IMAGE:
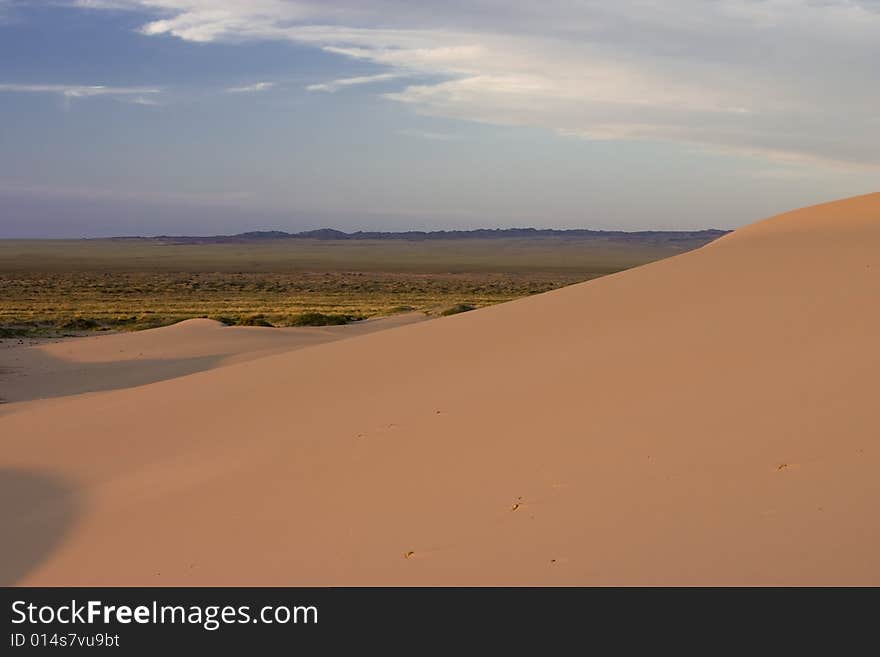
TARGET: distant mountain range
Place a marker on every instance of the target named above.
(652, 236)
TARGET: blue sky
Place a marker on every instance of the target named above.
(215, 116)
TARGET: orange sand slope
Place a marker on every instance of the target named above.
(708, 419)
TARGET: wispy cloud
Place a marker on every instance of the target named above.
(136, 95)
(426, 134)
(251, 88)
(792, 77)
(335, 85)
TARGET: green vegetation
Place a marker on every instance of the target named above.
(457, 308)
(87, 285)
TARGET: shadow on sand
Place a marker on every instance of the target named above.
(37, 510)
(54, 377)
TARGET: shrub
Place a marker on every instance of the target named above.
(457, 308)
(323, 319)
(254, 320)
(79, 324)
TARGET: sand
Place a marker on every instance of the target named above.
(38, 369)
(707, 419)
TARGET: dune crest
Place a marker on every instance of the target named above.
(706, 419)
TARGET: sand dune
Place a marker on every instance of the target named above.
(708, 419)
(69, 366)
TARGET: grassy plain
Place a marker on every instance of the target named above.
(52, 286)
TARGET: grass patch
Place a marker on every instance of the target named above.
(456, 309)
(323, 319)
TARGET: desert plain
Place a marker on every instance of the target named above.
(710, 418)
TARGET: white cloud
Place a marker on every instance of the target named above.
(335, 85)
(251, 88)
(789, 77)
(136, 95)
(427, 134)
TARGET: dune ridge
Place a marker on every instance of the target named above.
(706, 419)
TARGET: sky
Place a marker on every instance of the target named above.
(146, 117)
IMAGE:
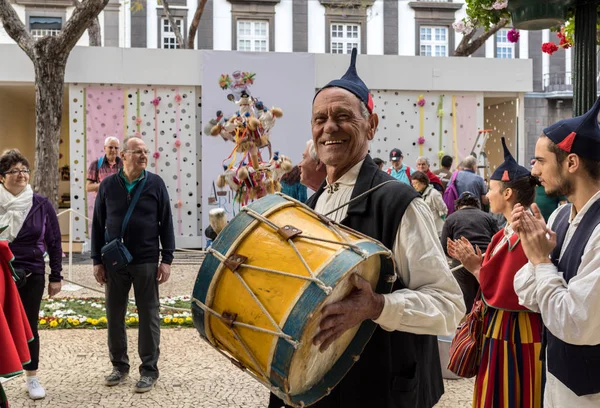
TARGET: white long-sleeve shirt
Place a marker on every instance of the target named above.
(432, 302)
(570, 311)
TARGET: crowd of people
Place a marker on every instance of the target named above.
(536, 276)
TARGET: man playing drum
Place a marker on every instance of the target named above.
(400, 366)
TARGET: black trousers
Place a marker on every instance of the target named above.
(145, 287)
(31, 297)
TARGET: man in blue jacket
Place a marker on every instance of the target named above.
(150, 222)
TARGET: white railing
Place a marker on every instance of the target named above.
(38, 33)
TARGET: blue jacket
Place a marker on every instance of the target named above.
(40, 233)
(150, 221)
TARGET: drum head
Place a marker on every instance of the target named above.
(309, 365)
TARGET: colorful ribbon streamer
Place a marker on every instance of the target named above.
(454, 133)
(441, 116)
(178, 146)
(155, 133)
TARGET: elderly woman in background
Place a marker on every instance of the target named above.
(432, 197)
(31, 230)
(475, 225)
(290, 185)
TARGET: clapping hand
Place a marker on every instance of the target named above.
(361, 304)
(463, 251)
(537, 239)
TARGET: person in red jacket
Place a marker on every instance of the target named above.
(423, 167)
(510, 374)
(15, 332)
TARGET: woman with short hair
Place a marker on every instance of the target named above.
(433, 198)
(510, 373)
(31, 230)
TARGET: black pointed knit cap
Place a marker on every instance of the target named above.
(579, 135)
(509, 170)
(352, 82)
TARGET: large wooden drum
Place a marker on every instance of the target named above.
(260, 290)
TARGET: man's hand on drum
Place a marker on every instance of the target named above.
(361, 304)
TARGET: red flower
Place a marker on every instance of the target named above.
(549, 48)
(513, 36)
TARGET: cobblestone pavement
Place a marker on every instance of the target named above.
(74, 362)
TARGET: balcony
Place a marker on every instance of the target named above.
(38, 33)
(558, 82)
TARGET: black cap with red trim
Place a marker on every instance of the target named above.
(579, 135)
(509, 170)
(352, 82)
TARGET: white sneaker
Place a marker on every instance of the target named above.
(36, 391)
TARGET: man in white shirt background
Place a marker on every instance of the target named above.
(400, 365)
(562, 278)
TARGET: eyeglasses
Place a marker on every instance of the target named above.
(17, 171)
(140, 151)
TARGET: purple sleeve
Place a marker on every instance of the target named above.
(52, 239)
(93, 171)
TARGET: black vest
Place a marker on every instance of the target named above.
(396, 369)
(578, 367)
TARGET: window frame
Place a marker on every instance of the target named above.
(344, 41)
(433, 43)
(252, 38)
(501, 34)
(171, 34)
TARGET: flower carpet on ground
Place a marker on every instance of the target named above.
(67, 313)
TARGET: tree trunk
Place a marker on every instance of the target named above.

::::

Switch "Place a marker" to "Put a dot" in every one of the records above and write them all out again with nothing else changed. Omit the pictures from your answer.

IMAGE:
TARGET: distant mountain range
Put a dot on every instance of the target named above.
(652, 236)
TARGET: blue sky
Put a dot on every instance of the target named above.
(215, 116)
TARGET: orange sand slope
Put a dot on every instance of the target named above.
(708, 419)
TARGET: wispy cloud
Put a dot on every instance of the target named above.
(136, 95)
(426, 134)
(251, 88)
(792, 77)
(335, 85)
TARGET: green vegetation
Put a dot on every instance of the target named above.
(457, 308)
(87, 285)
TARGET: shadow on sand
Put a dot on every instance of the target named above.
(37, 510)
(54, 377)
TARGET: shrub
Put a dot on every instance of the target named above.
(457, 308)
(323, 319)
(254, 320)
(79, 324)
TARGET: sand
Put a dot on every instance of the target named above.
(38, 369)
(707, 419)
TARGET: dune crest
Put a dot on every instance of the target named above.
(706, 419)
TARGET: sand dune
Put a dot on every instance of the target named above.
(708, 419)
(69, 366)
TARGET: grassy plain
Put a dot on every instance of the target named above.
(52, 286)
TARGET: grass patch
Put a dot on every instance of the target named above.
(456, 309)
(323, 319)
TARGET: desert plain
Put a dot on every instance of the target named above.
(710, 418)
TARGET: white cloud
Put a dot on every instance of the target named above.
(335, 85)
(251, 88)
(789, 77)
(136, 95)
(427, 134)
TARGET: dune ridge
Put a dot on every instance of the target named above.
(706, 419)
TARGET: sky
Put a dot on every instance of the target named above.
(146, 117)
IMAGE:
TARGET: white long-sleeve shirt
Put a dot on every instance of the target named above.
(432, 302)
(570, 311)
TARGET: crowd of people
Put a dot on every instance of the target named above.
(536, 276)
TARGET: man playing drum
Put a dot on every instance of the target named above.
(400, 366)
TARGET: black trousers
Put a dot on every instance of the target named above.
(145, 287)
(31, 297)
TARGET: man in blue jacket
Put a dot on every instance of the target named above.
(150, 222)
TARGET: white railing
Put a dot on every instance of the target named above.
(38, 33)
TARGET: blue jacket
Put a dot on every instance of the target named above.
(40, 233)
(150, 221)
TARGET: drum head
Put a dot on every instance of the target named above.
(309, 365)
TARGET: colorful ribbon streamer
Put a dot on every instance of the target named above.
(454, 133)
(441, 116)
(178, 146)
(155, 133)
TARGET: elderly woman in background
Put a dot on every instance of the target named above.
(432, 197)
(31, 230)
(475, 225)
(290, 185)
TARGET: clapping hand
Put a dot on every instance of the target named above.
(361, 304)
(463, 251)
(537, 239)
TARGET: person in red jacket
Put a dot on every instance of the target named above.
(423, 167)
(510, 374)
(15, 332)
TARGET: woman with short hair
Put a dot on every instance of the target named above.
(433, 198)
(510, 373)
(31, 230)
TARGET: black pointed knit cap
Put a dot on every instance of the target named above.
(579, 135)
(509, 170)
(352, 82)
TARGET: large wooden drum
Put a dot on every instance of the target named above.
(260, 290)
TARGET: man's hand on drum
Put a dot on every instance of the target named above.
(361, 304)
TARGET: red flower
Put a dot on every instance of the target named above.
(549, 48)
(513, 36)
TARGET: cobblestone pavement
Put a dot on every instance of the target named above.
(74, 362)
TARGET: balcony
Put a dot on every instance of the target named above.
(38, 33)
(558, 82)
TARGET: black cap with red trim
Put a dot on every instance of the target named above.
(579, 135)
(509, 170)
(352, 82)
TARGET: white sneaker
Put a dot on every instance of the target named above.
(36, 391)
TARGET: man in white shirt background
Put a dot on every instance of the target named above.
(400, 365)
(562, 278)
TARGET: eyeglasses
Put a dot on every instance of the target named above.
(17, 171)
(140, 151)
TARGET: purple sleeve
Put a dot on every instance of the target named above.
(52, 239)
(93, 171)
TARGET: black vest
Put a dot on every instance of the target named above.
(396, 369)
(578, 367)
TARGET: window frame
Put a dot on every instance of the target named above.
(344, 41)
(433, 43)
(252, 38)
(501, 34)
(171, 34)
TARGET: flower carpet on ground
Put a dot on every instance of the target named above.
(67, 313)
TARGET: tree trunk
Put a dot on every instance of the target named above.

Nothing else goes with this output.